====== DATA FOR THIS TASK

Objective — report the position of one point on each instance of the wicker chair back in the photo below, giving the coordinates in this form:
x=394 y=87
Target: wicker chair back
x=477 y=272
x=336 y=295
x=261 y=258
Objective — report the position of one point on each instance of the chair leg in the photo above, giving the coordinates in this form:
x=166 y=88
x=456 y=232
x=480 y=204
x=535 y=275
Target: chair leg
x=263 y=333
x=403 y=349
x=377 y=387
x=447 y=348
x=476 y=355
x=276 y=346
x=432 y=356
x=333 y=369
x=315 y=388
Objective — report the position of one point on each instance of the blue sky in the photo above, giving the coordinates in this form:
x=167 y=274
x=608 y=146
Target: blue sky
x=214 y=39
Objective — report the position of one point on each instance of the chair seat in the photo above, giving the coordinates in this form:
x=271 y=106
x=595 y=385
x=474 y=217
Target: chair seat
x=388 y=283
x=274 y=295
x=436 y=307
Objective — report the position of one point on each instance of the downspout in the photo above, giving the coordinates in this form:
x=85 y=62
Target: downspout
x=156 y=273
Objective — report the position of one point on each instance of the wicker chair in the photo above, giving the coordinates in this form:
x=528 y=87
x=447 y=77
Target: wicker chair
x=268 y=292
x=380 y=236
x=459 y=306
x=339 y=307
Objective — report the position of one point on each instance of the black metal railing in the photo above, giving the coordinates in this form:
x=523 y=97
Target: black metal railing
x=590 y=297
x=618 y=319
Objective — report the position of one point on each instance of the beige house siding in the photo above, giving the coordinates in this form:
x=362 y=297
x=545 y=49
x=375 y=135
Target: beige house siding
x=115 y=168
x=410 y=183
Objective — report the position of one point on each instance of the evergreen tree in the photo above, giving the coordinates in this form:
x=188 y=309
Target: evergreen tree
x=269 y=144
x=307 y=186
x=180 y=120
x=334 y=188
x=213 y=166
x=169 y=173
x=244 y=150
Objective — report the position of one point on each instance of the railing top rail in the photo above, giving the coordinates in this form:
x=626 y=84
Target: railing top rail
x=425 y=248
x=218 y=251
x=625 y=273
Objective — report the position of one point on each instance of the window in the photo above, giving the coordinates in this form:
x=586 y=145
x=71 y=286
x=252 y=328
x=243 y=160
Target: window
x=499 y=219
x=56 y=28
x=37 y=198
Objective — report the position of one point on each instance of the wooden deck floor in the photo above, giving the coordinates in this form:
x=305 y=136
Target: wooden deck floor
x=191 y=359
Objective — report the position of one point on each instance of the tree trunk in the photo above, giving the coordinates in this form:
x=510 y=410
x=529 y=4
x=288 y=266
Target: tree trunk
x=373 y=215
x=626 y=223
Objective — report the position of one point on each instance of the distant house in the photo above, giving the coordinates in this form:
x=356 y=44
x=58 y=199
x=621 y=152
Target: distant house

============

> _EXERCISE PROMPT_
Retype all of the lines above with no changes.

> _SOLUTION FOR THIS PROBLEM_
Objective — report the position of one point on each instance of the wicker chair back in the photo below, giving the coordinates in this form:
x=394 y=87
Target: wicker chair back
x=477 y=272
x=336 y=295
x=261 y=258
Objective — report the position of one point on each instance of the chair leg in the photo above, giving the coordinates in this form:
x=166 y=88
x=456 y=232
x=480 y=204
x=535 y=275
Target: chair leg
x=263 y=333
x=403 y=349
x=377 y=387
x=447 y=348
x=476 y=355
x=276 y=346
x=432 y=356
x=333 y=369
x=315 y=388
Objective — report the position of one point on each instance of the blue sky in the photo above, giving the coordinates in this form:
x=167 y=274
x=608 y=146
Target: blue sky
x=214 y=39
Objective — report the position of one point on each instance of the chair seat in the photo above, giving the coordinates in this form:
x=271 y=106
x=595 y=385
x=474 y=217
Target: chair seat
x=388 y=283
x=274 y=295
x=436 y=307
Objective — report the position of one point on each instance of the downspout in the photo above, giving the coordinates in this form:
x=85 y=62
Target: downspout
x=156 y=273
Objective — report the position of one point on each instance of the wicker chair in the photo above, giving the coordinates in this form:
x=528 y=87
x=447 y=77
Target: wicker chair
x=268 y=292
x=380 y=236
x=459 y=306
x=339 y=307
Objective — report the position of one point on each instance of the black metal railing in the photo above, giving the coordinates in this form:
x=523 y=97
Target: black metal railing
x=590 y=297
x=618 y=319
Objective — report the position of one point on each instance of the beige house siding in the photo above, giving the coordinates in this form:
x=362 y=297
x=545 y=49
x=375 y=135
Target: beige house siding
x=115 y=168
x=410 y=183
Objective — report the position of one point on each instance of the evergreen tree in the photo above, giving the coordinates in this form:
x=188 y=309
Target: evergreen tree
x=269 y=144
x=307 y=186
x=180 y=120
x=334 y=188
x=213 y=166
x=169 y=173
x=244 y=150
Objective — report the position of one point on each instance of the railing top rail in the photo above, giving the coordinates in this form:
x=626 y=84
Target: railing top rail
x=425 y=248
x=218 y=251
x=625 y=273
Objective — report the position of one point on each instance of the window in the photo above, giving the coordinates in this form:
x=586 y=145
x=71 y=286
x=252 y=328
x=243 y=160
Target: window
x=499 y=219
x=56 y=28
x=37 y=198
Objective — report the position of one point on each instance of the wooden deck floor in the photo above, giving the coordinates in this form:
x=305 y=136
Target: wooden deck floor
x=191 y=359
Objective — report the position of one point on each instance of the tree trunk in the photo above, giving the coordinates in this form:
x=510 y=410
x=529 y=4
x=288 y=266
Target: tree trunk
x=373 y=215
x=626 y=223
Objective — report the position of one point on each instance of the distant house in the photo above, giving the coordinates in this form:
x=356 y=44
x=58 y=199
x=621 y=152
Target: distant house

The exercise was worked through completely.